Passage shown |
----

JEP-01xx: RTSP binding

Real time streaming between XMPP entities

WARNING: This Standards-Track JEP is Experimental. Publication as a Jabber Enhancement Proposal does not imply acceptance or approval of this proposal by the Jabber Software Foundation. Implementation of the protocol described herein is NOT RECOMMENDED except in an exploratory fashion (e.g., in a proof of concept). Production systems SHOULD NOT deploy implementations of this protocol until it advances to a status of Draft.

----

Extracted material |
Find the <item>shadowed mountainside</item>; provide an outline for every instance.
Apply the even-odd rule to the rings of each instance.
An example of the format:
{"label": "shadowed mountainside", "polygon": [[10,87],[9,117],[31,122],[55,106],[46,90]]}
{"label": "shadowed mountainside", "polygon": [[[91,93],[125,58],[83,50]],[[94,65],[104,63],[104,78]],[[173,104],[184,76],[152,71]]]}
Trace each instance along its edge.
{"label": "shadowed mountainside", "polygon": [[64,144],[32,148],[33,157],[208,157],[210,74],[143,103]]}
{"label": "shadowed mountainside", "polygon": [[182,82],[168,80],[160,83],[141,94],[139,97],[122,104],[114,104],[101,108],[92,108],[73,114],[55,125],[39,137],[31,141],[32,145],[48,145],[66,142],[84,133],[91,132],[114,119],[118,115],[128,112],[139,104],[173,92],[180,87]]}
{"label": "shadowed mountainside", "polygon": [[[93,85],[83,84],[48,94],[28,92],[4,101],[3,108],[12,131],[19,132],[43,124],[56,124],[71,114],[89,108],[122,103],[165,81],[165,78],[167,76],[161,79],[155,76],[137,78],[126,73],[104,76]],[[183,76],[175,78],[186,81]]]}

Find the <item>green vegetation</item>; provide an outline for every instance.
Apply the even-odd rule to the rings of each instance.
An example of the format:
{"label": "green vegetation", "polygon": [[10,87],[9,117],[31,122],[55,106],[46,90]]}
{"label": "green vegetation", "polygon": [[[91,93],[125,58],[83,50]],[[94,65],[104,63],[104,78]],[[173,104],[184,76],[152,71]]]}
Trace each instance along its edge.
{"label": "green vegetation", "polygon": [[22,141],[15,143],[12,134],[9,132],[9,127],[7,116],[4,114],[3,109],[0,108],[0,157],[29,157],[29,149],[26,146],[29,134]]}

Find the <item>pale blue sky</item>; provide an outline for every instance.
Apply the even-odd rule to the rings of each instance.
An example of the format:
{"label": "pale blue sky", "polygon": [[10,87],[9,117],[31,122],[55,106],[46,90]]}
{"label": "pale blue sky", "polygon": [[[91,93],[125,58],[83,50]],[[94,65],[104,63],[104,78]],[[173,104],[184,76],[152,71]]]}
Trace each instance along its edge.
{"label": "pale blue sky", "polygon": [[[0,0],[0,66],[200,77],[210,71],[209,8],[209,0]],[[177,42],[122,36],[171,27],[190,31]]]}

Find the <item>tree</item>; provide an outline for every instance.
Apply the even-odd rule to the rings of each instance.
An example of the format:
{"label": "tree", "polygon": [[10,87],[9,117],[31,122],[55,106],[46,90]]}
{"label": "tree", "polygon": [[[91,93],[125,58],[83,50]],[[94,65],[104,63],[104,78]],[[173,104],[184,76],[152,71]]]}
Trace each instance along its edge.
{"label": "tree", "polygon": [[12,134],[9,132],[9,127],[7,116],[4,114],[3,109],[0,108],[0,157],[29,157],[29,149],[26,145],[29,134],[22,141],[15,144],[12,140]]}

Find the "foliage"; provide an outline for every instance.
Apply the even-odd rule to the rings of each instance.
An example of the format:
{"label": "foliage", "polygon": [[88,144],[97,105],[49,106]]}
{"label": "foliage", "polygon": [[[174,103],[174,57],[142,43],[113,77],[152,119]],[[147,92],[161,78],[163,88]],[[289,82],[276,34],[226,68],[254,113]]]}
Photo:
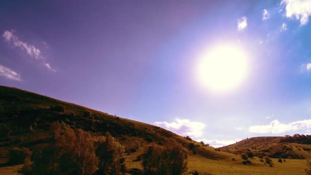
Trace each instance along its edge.
{"label": "foliage", "polygon": [[193,143],[189,143],[188,146],[189,150],[192,150],[192,149],[194,148],[195,147],[195,145]]}
{"label": "foliage", "polygon": [[146,147],[142,155],[144,173],[146,174],[181,174],[187,170],[187,152],[174,140],[169,146],[152,144]]}
{"label": "foliage", "polygon": [[244,154],[241,155],[241,158],[243,160],[247,160],[248,159],[247,156]]}
{"label": "foliage", "polygon": [[311,135],[295,134],[293,136],[286,135],[280,139],[280,142],[297,143],[300,144],[311,144]]}
{"label": "foliage", "polygon": [[265,163],[268,163],[268,164],[271,164],[271,163],[272,162],[272,160],[271,160],[271,159],[270,159],[270,158],[269,158],[268,157],[265,157],[264,158],[264,161],[265,162]]}
{"label": "foliage", "polygon": [[189,137],[188,136],[184,137],[184,138],[189,141],[192,141],[192,139],[191,139],[190,137]]}
{"label": "foliage", "polygon": [[124,162],[124,147],[109,133],[102,139],[96,141],[96,155],[99,164],[97,174],[119,174],[126,169]]}
{"label": "foliage", "polygon": [[308,160],[307,161],[307,167],[304,169],[305,174],[307,175],[311,175],[311,161]]}
{"label": "foliage", "polygon": [[250,158],[253,158],[254,156],[254,154],[251,151],[246,152],[246,155],[247,155],[247,157],[248,157]]}
{"label": "foliage", "polygon": [[98,159],[90,133],[74,130],[63,122],[54,122],[50,130],[54,141],[34,160],[34,174],[92,174],[97,170]]}
{"label": "foliage", "polygon": [[55,105],[50,106],[50,109],[52,111],[59,112],[64,112],[65,107],[61,105]]}
{"label": "foliage", "polygon": [[9,161],[10,164],[23,163],[26,159],[30,159],[32,152],[28,148],[13,147],[9,150]]}

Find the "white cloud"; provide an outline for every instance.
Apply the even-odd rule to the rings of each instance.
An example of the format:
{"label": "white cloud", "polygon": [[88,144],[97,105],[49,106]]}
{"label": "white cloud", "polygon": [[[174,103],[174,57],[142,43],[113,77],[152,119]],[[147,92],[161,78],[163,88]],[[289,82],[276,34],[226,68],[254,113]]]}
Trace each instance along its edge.
{"label": "white cloud", "polygon": [[241,127],[234,127],[233,128],[234,129],[237,130],[242,130],[242,129]]}
{"label": "white cloud", "polygon": [[55,70],[55,69],[53,69],[53,68],[52,68],[51,67],[51,65],[50,65],[50,64],[49,64],[49,63],[45,63],[45,65],[46,66],[46,67],[47,67],[47,68],[48,68],[48,69],[49,71],[52,71],[52,72],[56,72],[56,70]]}
{"label": "white cloud", "polygon": [[15,81],[20,81],[20,75],[9,68],[0,64],[0,76]]}
{"label": "white cloud", "polygon": [[247,18],[243,16],[237,20],[237,30],[239,31],[244,30],[247,27]]}
{"label": "white cloud", "polygon": [[305,25],[311,15],[311,1],[282,0],[281,5],[285,6],[285,16],[300,21],[300,25]]}
{"label": "white cloud", "polygon": [[311,72],[311,62],[309,62],[306,64],[302,64],[302,65],[301,65],[301,72],[302,73],[304,73],[305,72]]}
{"label": "white cloud", "polygon": [[13,44],[14,47],[18,47],[20,49],[26,51],[28,55],[36,59],[44,59],[41,54],[41,51],[34,46],[29,44],[26,42],[21,41],[15,36],[13,31],[6,30],[2,36],[6,41]]}
{"label": "white cloud", "polygon": [[167,122],[156,122],[154,125],[163,127],[183,136],[188,136],[195,138],[201,137],[203,134],[203,129],[205,124],[203,123],[190,121],[188,119],[175,119],[175,121],[171,123]]}
{"label": "white cloud", "polygon": [[250,126],[252,133],[280,134],[287,132],[305,130],[311,128],[311,119],[289,123],[281,123],[278,120],[272,121],[270,124]]}
{"label": "white cloud", "polygon": [[[18,48],[21,50],[26,51],[30,57],[41,61],[44,65],[49,70],[54,72],[56,72],[55,69],[52,68],[49,63],[45,61],[45,58],[42,55],[40,50],[36,48],[34,46],[30,45],[27,42],[20,40],[14,34],[13,31],[6,30],[2,35],[4,40],[12,45],[15,47]],[[45,41],[42,41],[42,43],[48,49],[49,46]]]}
{"label": "white cloud", "polygon": [[270,17],[270,14],[266,9],[262,10],[262,20],[265,20]]}
{"label": "white cloud", "polygon": [[286,23],[283,23],[282,24],[282,27],[281,27],[281,29],[280,30],[281,31],[284,31],[287,30],[287,25]]}
{"label": "white cloud", "polygon": [[197,139],[196,140],[197,142],[203,141],[204,143],[208,143],[210,145],[217,148],[219,147],[223,147],[229,145],[231,145],[233,143],[236,143],[236,142],[239,142],[241,141],[241,139],[235,139],[233,140],[207,140],[205,139]]}

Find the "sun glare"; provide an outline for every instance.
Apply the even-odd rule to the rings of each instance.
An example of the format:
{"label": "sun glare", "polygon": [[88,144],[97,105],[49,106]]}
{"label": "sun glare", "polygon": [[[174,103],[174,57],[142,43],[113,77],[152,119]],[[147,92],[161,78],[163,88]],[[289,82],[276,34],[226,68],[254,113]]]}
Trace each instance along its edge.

----

Exercise task | Reproduce the text of the RTSP binding proposal word for word, from "WARNING: This Standards-Track" to "status of Draft.".

Task response |
WARNING: This Standards-Track JEP is Experimental. Publication as a Jabber Enhancement Proposal does not imply acceptance or approval of this proposal by the Jabber Software Foundation. Implementation of the protocol described herein is NOT RECOMMENDED except in an exploratory fashion (e.g., in a proof of concept). Production systems SHOULD NOT deploy implementations of this protocol until it advances to a status of Draft.